» What the exercise asks: Can you reproduce the full sermon passage on Jesus as the Bread of Life below, word for word?

» Excerpted text:
__________________________________________________

There’s nothing inside you, either, that will satisfy the deepest hunger you feel for love and acceptance and peace from the one who made you, the one who came down to offer himself to you. There’s no one else in the universe with an opinion about you that matters. Because only this One has in his hands the ability to promise you a future with hope. As a Lutheran theologian, Robert Jenson, puts it:
We all ask the question, “what’s my excuse for taking up space and time?”2 Does my life mean anything? Am I worth anything to God? The only possible answers are “no,” in which case we might as well give up now, “maybe, if you do your part,” which throws us into that endless loop of wondering if we have done our part, whether we say that’s doing enough or believing enough, or “yes, absolutely yes, eternal life, life with the one real God, is yours, starting right now and lasting through all eternity.” If the question we’re asking is whether “it’s worth doing or being anything at all,” then the only real answer is yes – unconditionally.3 And as you “hear” that unconditional promise which comes from outside of you, you do really enjoy human life as God intended.4
Jesus the Bread of Life is the food we need to live. His unconditional love is what sets us free to be human. It’s why Jesus told us to wash people in the water the way John washed him, and call it baptism. It’s why Jesus told us to celebrate the meal the way he did on the night in which he was betrayed, because we need God’s gracious Word of promise in physical form too. We need to be able to bathe in God’s love, and devour Christ’s promise and presence, because it must come from outside of us or it is no promise at all. Augustine called this bread and wine “visible words.” And so they are for you – all you who are God’s perfectly flawed, beautifully gifted, “painfully uncool,”5 incomplete-but-on-the-Way people. All you who are starving for love, starving for the Bread of Life, you are the one Christ promises life, you are the one invited to this table, where Christ is the host and the meal. Come and get it! Amen.

__________________________________________________

» Data section:
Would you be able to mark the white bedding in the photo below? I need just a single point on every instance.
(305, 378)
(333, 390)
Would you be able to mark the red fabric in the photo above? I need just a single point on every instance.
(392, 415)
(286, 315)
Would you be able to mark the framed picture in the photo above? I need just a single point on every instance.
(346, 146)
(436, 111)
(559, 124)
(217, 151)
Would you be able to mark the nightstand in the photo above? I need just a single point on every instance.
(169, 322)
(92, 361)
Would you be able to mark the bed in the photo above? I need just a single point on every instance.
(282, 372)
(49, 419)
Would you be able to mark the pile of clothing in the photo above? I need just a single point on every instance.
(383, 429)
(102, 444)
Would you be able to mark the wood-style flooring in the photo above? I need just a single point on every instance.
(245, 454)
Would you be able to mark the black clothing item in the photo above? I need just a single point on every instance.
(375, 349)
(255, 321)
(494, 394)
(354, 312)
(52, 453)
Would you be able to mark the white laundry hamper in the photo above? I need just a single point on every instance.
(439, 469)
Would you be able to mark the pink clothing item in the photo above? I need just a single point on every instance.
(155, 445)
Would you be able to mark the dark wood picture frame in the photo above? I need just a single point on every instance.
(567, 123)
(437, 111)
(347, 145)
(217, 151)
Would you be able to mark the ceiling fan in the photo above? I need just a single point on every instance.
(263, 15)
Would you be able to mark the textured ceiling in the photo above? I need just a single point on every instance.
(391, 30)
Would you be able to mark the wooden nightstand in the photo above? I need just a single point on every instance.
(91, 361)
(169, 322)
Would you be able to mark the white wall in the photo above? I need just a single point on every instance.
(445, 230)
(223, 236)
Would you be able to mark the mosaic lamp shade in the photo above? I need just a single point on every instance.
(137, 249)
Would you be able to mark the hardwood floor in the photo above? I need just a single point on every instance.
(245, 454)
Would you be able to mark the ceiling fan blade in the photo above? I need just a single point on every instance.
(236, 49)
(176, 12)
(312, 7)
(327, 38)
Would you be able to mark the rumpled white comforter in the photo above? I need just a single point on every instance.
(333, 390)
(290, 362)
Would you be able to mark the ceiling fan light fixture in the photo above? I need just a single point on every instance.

__________________________________________________

» Solution to this problem:
There’s nothing inside you, either, that will satisfy the deepest hunger you feel for love and acceptance and peace from the one who made you, the one who came down to offer himself to you. There’s no one else in the universe with an opinion about you that matters. Because only this One has in his hands the ability to promise you a future with hope. As a Lutheran theologian, Robert Jenson, puts it:
We all ask the question, “what’s my excuse for taking up space and time?”2 Does my life mean anything? Am I worth anything to God? The only possible answers are “no,” in which case we might as well give up now, “maybe, if you do your part,” which throws us into that endless loop of wondering if we have done our part, whether we say that’s doing enough or believing enough, or “yes, absolutely yes, eternal life, life with the one real God, is yours, starting right now and lasting through all eternity.” If the question we’re asking is whether “it’s worth doing or being anything at all,” then the only real answer is yes – unconditionally.3 And as you “hear” that unconditional promise which comes from outside of you, you do really enjoy human life as God intended.4
Jesus the Bread of Life is the food we need to live. His unconditional love is what sets us free to be human. It’s why Jesus told us to wash people in the water the way John washed him, and call it baptism. It’s why Jesus told us to celebrate the meal the way he did on the night in which he was betrayed, because we need God’s gracious Word of promise in physical form too. We need to be able to bathe in God’s love, and devour Christ’s promise and presence, because it must come from outside of us or it is no promise at all. Augustine called this bread and wine “visible words.” And so they are for you – all you who are God’s perfectly flawed, beautifully gifted, “painfully uncool,”5 incomplete-but-on-the-Way people. All you who are starving for love, starving for the Bread of Life, you are the one Christ promises life, you are the one invited to this table, where Christ is the host and the meal. Come and get it! Amen.